**RECORDS FOR THE EXERCISE:**

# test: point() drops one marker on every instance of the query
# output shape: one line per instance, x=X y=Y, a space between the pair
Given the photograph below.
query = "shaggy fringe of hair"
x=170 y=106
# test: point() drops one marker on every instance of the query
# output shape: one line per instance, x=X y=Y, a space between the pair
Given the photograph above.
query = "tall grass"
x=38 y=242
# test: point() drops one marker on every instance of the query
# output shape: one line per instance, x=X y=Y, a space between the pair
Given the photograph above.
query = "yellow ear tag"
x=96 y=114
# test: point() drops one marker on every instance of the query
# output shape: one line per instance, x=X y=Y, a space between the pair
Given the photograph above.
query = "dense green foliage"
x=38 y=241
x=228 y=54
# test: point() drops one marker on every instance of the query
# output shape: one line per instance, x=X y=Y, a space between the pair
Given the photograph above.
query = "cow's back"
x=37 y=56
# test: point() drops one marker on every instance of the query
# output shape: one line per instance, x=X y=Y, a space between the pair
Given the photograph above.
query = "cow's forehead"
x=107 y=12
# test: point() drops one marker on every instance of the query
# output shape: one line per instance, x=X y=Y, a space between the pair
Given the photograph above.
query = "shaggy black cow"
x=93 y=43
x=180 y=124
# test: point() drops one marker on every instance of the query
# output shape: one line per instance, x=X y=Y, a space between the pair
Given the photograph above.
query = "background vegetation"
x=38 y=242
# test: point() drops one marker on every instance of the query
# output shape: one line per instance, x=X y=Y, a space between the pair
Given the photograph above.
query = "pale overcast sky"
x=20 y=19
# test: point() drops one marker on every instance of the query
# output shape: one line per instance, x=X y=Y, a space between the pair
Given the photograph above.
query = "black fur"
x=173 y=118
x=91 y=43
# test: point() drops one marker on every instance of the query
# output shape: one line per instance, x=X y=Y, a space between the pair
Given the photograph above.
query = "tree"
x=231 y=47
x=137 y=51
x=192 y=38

**TASK BRIEF:** Exactly as written, reproduce the whole listing.

**TASK OUTPUT:**
# test: point() drops one marker on every instance of the query
# output shape: one line per instance, x=X y=Y, a space between the pair
Given the photograph below.
query = "shaggy fringe of hair"
x=170 y=106
# test: point() drops one marker on every instance of the query
# output shape: one line per instance, x=X y=Y, a space between the pair
Given the photograph above.
query = "tall grass"
x=38 y=242
# test: point() drops one marker on every instance of the query
# output shape: one line per instance, x=X y=Y, a space between the pair
Given the photograph above.
query = "yellow ear tag"
x=96 y=114
# test: point() drops one marker on every instance of the query
# output shape: one line per instance, x=X y=Y, a space between the pair
Given the photograph above.
query = "dense green foliage"
x=38 y=241
x=228 y=54
# test: point() drops one marker on every instance of the query
# output shape: one line per instance, x=X y=Y, a space between the pair
Given the photograph above.
query = "cow's back"
x=37 y=56
# test: point() drops one marker on every instance of the query
# output shape: one line per instance, x=X y=Y, a space between the pair
Given the photograph above.
query = "cow's forehead"
x=107 y=12
# test: point() drops one marker on every instance of the query
# output shape: one line per instance, x=X y=Y, a space between the pair
Given the photograph above.
query = "shaggy black cow"
x=93 y=43
x=180 y=124
# test: point() drops one marker on every instance of the query
# output shape: one line per instance, x=X y=Y, a space between the pair
Given the photograph above.
query = "background vegetation"
x=38 y=242
# test: point() drops one marker on every instance of the query
# output shape: one line per instance, x=X y=Y, a space between the pair
Given the photograph above.
query = "pale overcast sky"
x=20 y=19
# test: point() drops one marker on every instance of the query
# output shape: one line per instance, x=X y=Y, a space between the pair
Given the photograph above.
query = "black fur"
x=173 y=118
x=91 y=43
# test: point() drops one marker on every instance of the query
# output shape: one line per instance, x=X y=Y, a space between the pair
Given the photograph above.
query = "tree"
x=231 y=47
x=137 y=51
x=192 y=38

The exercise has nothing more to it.